## Problem set
A - In the Agile passage, how often must a team be able to deliver shippable software?
B - Which questions does the Agile passage list? Give every one.
C - Continue the Agile passage from its last listed question.

## Source passage
-- -- --

The best articulation of Agile that I have read recently comes from Neil Killick, whom I have expressed some disagreement on the #NoEstimates debate and the more cultish aspects of Agile in past posts, but who published an excellent post back in July (2015) entitled “12 questions to find out: Are you doing Agile Software Development?”

Here are Neil’s questions:

  1. Do you want to do Agile Software Development? Yes – go to 2. No – GOODBYE.
  2. Is your team regularly reflecting on how to improve? Yes – go to 3. No – regularly meet with your team to reflect on how to improve, go to 2.
  3. Can you deliver shippable software frequently, at least every 2 weeks? Yes – go to 4. No – remove impediments to delivering a shippable increment every 2 weeks, go to 3.
  4. Do you work daily with your customer? Yes – go to 5. No – start working daily with your customer, go to 4.
  5. Do you consistently satisfy your customer? Yes – go to 6. No – find out why your customer isn’t happy, fix it, go to 5.
  6. Do you feel motivated? Yes – go to 7. No – work for someone who trusts and supports you, go to 2.

-- -- --

## Items
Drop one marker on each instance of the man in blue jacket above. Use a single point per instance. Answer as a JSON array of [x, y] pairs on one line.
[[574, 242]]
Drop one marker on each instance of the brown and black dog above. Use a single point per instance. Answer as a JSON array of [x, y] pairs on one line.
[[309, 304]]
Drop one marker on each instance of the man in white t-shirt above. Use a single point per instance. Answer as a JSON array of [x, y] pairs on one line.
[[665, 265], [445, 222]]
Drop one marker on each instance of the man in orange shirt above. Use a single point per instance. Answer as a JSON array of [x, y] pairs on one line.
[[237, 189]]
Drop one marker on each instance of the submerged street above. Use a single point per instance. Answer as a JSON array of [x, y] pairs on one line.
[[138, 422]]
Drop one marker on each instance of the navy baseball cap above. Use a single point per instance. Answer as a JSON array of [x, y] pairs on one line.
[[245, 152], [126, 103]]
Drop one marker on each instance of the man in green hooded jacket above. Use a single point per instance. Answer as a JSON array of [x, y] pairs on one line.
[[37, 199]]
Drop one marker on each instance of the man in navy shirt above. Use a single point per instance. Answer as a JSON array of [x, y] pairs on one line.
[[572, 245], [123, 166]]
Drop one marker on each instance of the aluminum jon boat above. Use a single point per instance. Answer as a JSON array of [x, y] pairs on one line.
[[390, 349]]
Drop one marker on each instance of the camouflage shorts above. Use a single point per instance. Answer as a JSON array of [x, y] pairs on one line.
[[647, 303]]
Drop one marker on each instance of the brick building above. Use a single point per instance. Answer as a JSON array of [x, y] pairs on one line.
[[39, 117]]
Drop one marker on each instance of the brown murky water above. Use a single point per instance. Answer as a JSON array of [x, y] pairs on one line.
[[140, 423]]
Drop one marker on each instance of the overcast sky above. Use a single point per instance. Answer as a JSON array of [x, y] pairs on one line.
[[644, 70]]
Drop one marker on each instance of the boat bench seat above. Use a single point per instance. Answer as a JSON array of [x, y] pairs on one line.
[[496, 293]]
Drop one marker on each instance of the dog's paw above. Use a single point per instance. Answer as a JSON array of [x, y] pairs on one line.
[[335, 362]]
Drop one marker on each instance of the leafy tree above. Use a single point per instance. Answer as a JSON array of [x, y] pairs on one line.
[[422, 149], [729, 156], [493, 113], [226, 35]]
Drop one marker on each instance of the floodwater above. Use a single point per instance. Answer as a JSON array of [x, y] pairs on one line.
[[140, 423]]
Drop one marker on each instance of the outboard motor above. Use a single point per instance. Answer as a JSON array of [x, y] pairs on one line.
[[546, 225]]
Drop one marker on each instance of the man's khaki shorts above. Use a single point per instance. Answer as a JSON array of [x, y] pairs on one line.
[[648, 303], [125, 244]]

-- -- --

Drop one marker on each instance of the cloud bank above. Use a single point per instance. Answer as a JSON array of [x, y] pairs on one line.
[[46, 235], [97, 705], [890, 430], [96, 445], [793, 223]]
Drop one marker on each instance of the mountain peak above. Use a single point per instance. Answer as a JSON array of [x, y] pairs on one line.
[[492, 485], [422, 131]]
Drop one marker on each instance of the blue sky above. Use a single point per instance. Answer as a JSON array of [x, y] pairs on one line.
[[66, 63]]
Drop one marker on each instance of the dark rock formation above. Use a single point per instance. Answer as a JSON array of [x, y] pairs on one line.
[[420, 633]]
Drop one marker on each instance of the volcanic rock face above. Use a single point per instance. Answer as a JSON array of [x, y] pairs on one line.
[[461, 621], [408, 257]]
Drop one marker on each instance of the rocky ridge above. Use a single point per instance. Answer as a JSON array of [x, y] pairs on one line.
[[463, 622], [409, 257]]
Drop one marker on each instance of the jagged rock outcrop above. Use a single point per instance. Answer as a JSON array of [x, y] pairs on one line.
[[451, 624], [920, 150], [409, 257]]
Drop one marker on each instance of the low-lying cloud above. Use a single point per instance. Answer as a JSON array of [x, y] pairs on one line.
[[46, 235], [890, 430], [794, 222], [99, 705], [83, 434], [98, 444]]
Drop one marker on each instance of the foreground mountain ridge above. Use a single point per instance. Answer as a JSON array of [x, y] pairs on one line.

-- -- --

## Answers below
A - At least every 2 weeks.

B -
1. Do you want to do Agile Software Development?
2. Is your team regularly reflecting on how to improve?
3. Can you deliver shippable software frequently, at least every 2 weeks?
4. Do you work daily with your customer?
5. Do you consistently satisfy your customer?
6. Do you feel motivated?

C -
  7. Do you talk with your team and stakeholders every day? Yes – go to 8. No – start talking with your team and stakeholders every day, go to 7.
  8. Do you primarily measure progress with working software? Yes – go to 9. No – start measuring progress with working software, go to 8.
  9. Can you maintain pace of development indefinitely? Yes – go to 10. No – take on fewer things in next iteration, go to 9.
  10. Are you paying continuous attention to technical excellence and good design? Yes – go to 11. No – start paying continuous attention to technical excellent and good design, go to 10.
  11. Are you keeping things simple and maximising the amount of work not done? Yes – go to 12. No – start keeping things simple and writing as little code as possible to satisfy the customer, go to 11.
  12. Is your team self-organising? Yes – YOU’RE DOING AGILE SOFTWARE DEVELOPMENT!! No – don’t assign tasks to people and let the team figure out together how best to satisfy the customer, go to 12.

Note that even in software development based on Agile you are still “provid(ing) value by independently developing IP based on customer requirements.”  Only you are doing it faster and more effectively.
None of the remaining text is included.